(Free-text object descriptions)
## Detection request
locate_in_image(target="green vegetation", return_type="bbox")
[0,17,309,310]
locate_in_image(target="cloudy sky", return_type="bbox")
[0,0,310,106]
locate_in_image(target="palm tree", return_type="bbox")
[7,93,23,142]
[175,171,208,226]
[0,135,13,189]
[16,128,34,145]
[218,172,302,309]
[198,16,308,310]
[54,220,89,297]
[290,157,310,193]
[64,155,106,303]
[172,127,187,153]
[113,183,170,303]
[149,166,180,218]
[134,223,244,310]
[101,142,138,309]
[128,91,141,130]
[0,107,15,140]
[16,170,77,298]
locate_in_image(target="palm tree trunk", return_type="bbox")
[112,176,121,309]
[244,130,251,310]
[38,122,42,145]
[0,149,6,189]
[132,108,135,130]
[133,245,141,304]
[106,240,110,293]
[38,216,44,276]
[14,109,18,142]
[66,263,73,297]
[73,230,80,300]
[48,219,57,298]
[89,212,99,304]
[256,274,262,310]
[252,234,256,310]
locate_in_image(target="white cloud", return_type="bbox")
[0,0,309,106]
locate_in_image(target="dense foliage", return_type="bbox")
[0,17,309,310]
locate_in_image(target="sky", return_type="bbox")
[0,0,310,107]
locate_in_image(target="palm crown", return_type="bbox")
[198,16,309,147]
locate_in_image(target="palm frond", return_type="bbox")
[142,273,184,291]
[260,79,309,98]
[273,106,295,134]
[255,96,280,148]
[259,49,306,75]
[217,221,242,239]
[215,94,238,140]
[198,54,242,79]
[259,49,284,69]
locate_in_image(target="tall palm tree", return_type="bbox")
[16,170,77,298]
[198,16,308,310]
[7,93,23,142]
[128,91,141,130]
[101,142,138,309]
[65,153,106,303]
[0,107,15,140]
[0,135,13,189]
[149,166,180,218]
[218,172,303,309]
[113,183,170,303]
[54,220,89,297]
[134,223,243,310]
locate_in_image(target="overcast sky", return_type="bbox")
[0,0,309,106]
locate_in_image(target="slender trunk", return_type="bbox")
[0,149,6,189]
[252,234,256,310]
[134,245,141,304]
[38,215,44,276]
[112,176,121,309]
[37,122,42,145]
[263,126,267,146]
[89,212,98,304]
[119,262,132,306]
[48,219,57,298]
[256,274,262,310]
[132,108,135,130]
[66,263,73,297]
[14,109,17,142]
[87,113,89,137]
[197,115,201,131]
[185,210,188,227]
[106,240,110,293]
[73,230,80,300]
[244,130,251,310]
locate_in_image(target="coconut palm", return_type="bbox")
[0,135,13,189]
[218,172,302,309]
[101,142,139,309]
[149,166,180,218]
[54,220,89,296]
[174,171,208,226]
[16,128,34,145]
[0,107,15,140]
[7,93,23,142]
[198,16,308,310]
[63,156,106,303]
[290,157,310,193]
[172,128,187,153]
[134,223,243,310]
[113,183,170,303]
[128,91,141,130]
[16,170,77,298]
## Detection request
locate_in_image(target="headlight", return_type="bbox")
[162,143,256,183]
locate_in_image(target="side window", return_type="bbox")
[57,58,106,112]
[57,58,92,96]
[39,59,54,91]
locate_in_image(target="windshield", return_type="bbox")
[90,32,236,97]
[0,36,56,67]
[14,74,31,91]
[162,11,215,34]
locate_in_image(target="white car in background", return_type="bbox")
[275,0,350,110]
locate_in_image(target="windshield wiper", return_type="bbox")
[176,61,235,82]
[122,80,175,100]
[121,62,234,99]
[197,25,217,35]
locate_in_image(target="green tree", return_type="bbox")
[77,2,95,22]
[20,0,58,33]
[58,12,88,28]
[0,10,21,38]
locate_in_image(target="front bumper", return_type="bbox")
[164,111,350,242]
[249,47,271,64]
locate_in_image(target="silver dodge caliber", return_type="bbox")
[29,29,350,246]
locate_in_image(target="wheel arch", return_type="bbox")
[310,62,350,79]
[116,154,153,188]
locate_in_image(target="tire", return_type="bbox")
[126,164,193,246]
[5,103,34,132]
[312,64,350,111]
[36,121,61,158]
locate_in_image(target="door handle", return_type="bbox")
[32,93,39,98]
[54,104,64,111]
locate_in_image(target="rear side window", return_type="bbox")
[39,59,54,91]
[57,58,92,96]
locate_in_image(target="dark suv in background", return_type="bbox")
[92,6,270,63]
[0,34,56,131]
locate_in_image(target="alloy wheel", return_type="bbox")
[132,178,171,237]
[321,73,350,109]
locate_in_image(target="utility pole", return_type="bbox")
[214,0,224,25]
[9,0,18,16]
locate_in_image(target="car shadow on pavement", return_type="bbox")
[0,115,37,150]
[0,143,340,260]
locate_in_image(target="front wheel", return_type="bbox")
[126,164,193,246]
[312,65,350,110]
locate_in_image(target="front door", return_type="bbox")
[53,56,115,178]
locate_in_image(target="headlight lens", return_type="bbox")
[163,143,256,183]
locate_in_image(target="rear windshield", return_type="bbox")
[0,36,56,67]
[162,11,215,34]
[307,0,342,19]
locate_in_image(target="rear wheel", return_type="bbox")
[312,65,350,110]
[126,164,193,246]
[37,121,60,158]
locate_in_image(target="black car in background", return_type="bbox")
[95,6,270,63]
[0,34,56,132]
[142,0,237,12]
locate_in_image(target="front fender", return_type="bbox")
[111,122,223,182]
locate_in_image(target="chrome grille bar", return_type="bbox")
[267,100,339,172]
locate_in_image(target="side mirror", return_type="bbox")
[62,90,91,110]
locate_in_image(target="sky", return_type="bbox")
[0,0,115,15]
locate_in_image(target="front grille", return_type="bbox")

**TASK DIRECTIONS:** Set down each line exactly as it appears in the data.

**OUTPUT OF THE EXERCISE:**
## Detection request
locate_in_image(target="green vegetation", return_type="bbox")
[0,17,309,310]
locate_in_image(target="cloudy sky", return_type="bbox")
[0,0,310,106]
locate_in_image(target="palm tree", return_type="bbox")
[7,93,23,142]
[175,171,208,226]
[0,135,13,189]
[16,128,34,145]
[218,172,302,309]
[198,16,308,310]
[54,220,89,297]
[290,157,310,193]
[64,155,106,303]
[172,127,187,153]
[113,183,170,303]
[149,166,180,218]
[134,223,244,310]
[101,142,138,309]
[128,91,141,130]
[0,107,15,140]
[16,170,77,298]
locate_in_image(target="palm tree trunk", return_type="bbox")
[112,176,121,309]
[244,130,251,310]
[38,122,42,145]
[0,149,6,189]
[132,108,135,130]
[133,245,141,304]
[106,240,110,293]
[38,216,44,276]
[14,109,18,142]
[66,263,73,297]
[73,230,80,300]
[48,219,57,298]
[89,212,99,304]
[256,274,262,310]
[252,234,256,310]
locate_in_image(target="white cloud", return_type="bbox")
[0,0,309,106]
locate_in_image(target="dense foliage", return_type="bbox")
[0,17,309,310]
locate_in_image(target="sky", return_type="bbox")
[0,0,310,107]
locate_in_image(target="palm crown", return_type="bbox")
[198,16,309,147]
locate_in_image(target="palm frond", return_type="bbox")
[142,273,184,291]
[260,79,309,98]
[273,106,295,134]
[255,96,280,148]
[259,49,306,75]
[217,221,242,239]
[215,94,238,140]
[198,54,242,79]
[259,49,284,69]
locate_in_image(target="tall palm tree", return_type="bbox")
[16,170,77,298]
[198,16,308,310]
[7,93,23,142]
[128,91,141,130]
[101,142,138,309]
[65,153,106,303]
[0,107,15,140]
[0,135,13,189]
[149,166,180,218]
[218,172,303,309]
[113,183,170,303]
[54,220,89,297]
[134,223,243,310]
locate_in_image(target="overcast sky", return_type="bbox")
[0,0,309,106]
locate_in_image(target="slender trunk", return_type="bbox")
[0,149,6,189]
[252,234,256,310]
[134,245,141,304]
[38,215,44,276]
[112,176,121,309]
[37,122,42,145]
[263,126,267,146]
[89,212,98,304]
[119,262,132,306]
[48,219,57,298]
[256,274,262,310]
[132,108,135,130]
[66,263,73,297]
[14,109,17,142]
[87,113,89,137]
[197,115,201,131]
[185,210,188,227]
[106,240,110,293]
[73,230,80,300]
[244,130,251,310]
locate_in_image(target="coconut palm", return_type="bbox")
[0,135,13,189]
[218,172,302,309]
[101,142,139,309]
[149,166,180,218]
[54,220,89,296]
[174,171,208,226]
[16,128,34,145]
[0,107,15,140]
[7,93,23,142]
[198,16,308,310]
[63,156,106,303]
[290,157,310,193]
[172,128,187,153]
[134,223,243,310]
[113,183,170,303]
[128,91,141,130]
[16,170,77,298]
## Detection request
locate_in_image(target="headlight", return_type="bbox")
[162,143,256,183]
locate_in_image(target="side window", return_type="bbox")
[57,58,106,112]
[57,58,92,96]
[39,59,54,91]
locate_in_image(target="windshield", return_type="bbox")
[90,32,236,97]
[0,36,56,67]
[14,74,31,91]
[162,11,215,34]
locate_in_image(target="white car in background", return_type="bbox")
[275,0,350,110]
locate_in_image(target="windshield wiper", return_type="bbox")
[176,61,235,82]
[122,80,175,100]
[121,62,234,99]
[197,25,217,35]
locate_in_image(target="green tree", return_type="bbox")
[77,2,95,22]
[20,0,58,33]
[58,12,88,28]
[0,10,21,38]
locate_in_image(target="front bumper", return_type="bbox")
[164,111,350,242]
[249,47,271,64]
locate_in_image(target="silver dodge caliber", return_type="bbox")
[29,29,350,246]
locate_in_image(target="wheel arch", return_type="bbox")
[310,62,350,79]
[116,154,153,188]
locate_in_image(target="tire", return_type="bbox")
[126,164,193,246]
[5,103,34,132]
[312,64,350,111]
[36,121,61,158]
locate_in_image(target="door handle", return_type="bbox")
[32,93,39,98]
[54,104,64,111]
locate_in_image(target="rear side window", return_type="bbox")
[39,59,54,91]
[57,58,92,96]
locate_in_image(target="dark suv in background", return_type="bbox")
[92,6,270,63]
[0,34,56,131]
locate_in_image(target="alloy wheel", return_type="bbox")
[132,178,171,237]
[321,73,350,109]
locate_in_image(target="utility pole", return_type="bbox")
[214,0,224,25]
[9,0,18,16]
locate_in_image(target="car shadow on pavement", return_type="bbox")
[0,115,37,150]
[0,143,340,260]
locate_in_image(target="front wheel", return_type="bbox")
[126,164,193,246]
[312,65,350,110]
locate_in_image(target="front door", return_type="bbox")
[53,56,115,178]
locate_in_image(target="headlight lens", return_type="bbox")
[163,143,256,183]
locate_in_image(target="rear windshield", return_type="bbox")
[0,36,56,67]
[162,11,215,34]
[307,0,342,19]
locate_in_image(target="rear wheel", return_type="bbox")
[312,65,350,110]
[126,164,193,246]
[37,121,60,158]
locate_in_image(target="black car in background", return_type="bbox")
[95,6,270,63]
[0,34,56,132]
[142,0,237,12]
locate_in_image(target="front fender", return_type="bbox")
[111,122,223,182]
locate_in_image(target="chrome grille bar", return_type="bbox")
[267,100,339,172]
locate_in_image(target="side mirror", return_type="bbox")
[62,90,91,110]
locate_in_image(target="sky", return_type="bbox")
[0,0,115,15]
locate_in_image(target="front grille", return_type="bbox")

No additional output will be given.